START Text section

CPDM Crime Syndicate: Dialysis patients protest poor treatment, equipment shortage in Yaoundé
Scores of Cameroonians with kidney failure and their relatives have blocked traffic since Monday around a Yaoundé hospital to protest a shortage of dialysis treatment. Cameroon authorities blame administrative procedures and coronavirus disruptions for slowing the import of dialysis machines and medicines.
Traffic was at a standstill in Yaounde’s Melen neighbourhood this week as hundreds of patients with kidney failure, and their relatives, protested a halt to treatment at the Yaoundé University Teaching Hospital.
Among the kidney patients who sat or lay on the road in front of the hospital is 54-year-old Emmanuel Pierre Essi.
He says their protest began on Monday after at least seven kidney patients died within three weeks due to lack of treatment.
Essi says he and many of his peers may die after missing at least six sessions of hemodialysis for the past two weeks. He says the Yaoundé University Teaching Hospital has only five hemodialysis machines for over 160 patients. Essi says old age and overuse have crumbled the machines and patients who need four hours of dialysis per session, now take seven hours to filter and purify their blood in the dialysis machine. He says kidney patients also lack hemodialysis kits and dialysis fluid.
Cameroonian health officials are pleading with the patients to halt their protest while the government tries to fix the problems.
The government says that since the coronavirus pandemic began last year, it has been unable to import dialysis equipment and medicine from suppliers abroad due to travel restrictions and the economic slowdown.

END Text section

* Tasks to carry out
1. In the article about the dialysis protest in Yaoundé, how many hemodialysis machines does the Yaoundé University Teaching Hospital have?
2. Copy word for word the part of the dialysis protest article from "Essi says he" up to and including "and dialysis fluid.".

START Dataset entries

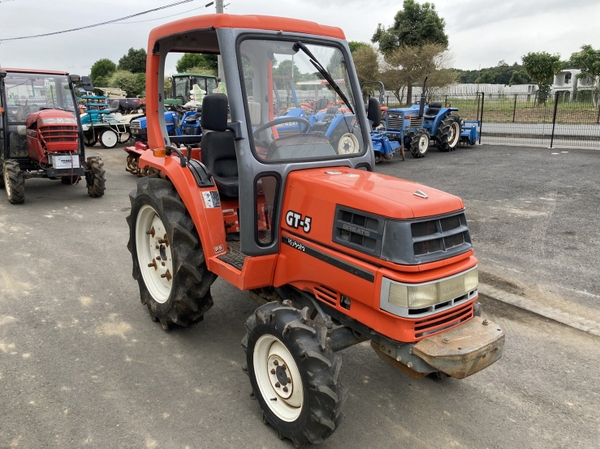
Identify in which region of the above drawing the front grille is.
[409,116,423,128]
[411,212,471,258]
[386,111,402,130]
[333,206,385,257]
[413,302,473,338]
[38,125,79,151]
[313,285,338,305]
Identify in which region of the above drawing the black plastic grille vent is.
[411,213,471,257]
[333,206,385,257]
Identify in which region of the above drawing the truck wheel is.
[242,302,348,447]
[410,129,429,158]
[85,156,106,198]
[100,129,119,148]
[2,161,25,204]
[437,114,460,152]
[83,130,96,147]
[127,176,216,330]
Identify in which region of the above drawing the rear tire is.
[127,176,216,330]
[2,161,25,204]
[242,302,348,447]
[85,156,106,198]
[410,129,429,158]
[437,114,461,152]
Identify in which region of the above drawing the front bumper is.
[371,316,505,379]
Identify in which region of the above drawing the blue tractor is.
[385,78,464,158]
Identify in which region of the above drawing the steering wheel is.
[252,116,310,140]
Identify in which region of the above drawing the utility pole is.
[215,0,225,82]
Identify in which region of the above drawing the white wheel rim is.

END Dataset entries

* Responses by item number
1. Five hemodialysis machines.

2.
Essi says he and many of his peers may die after missing at least six sessions of hemodialysis for the past two weeks. He says the Yaoundé University Teaching Hospital has only five hemodialysis machines for over 160 patients. Essi says old age and overuse have crumbled the machines and patients who need four hours of dialysis per session, now take seven hours to filter and purify their blood in the dialysis machine. He says kidney patients also lack hemodialysis kits and dialysis fluid.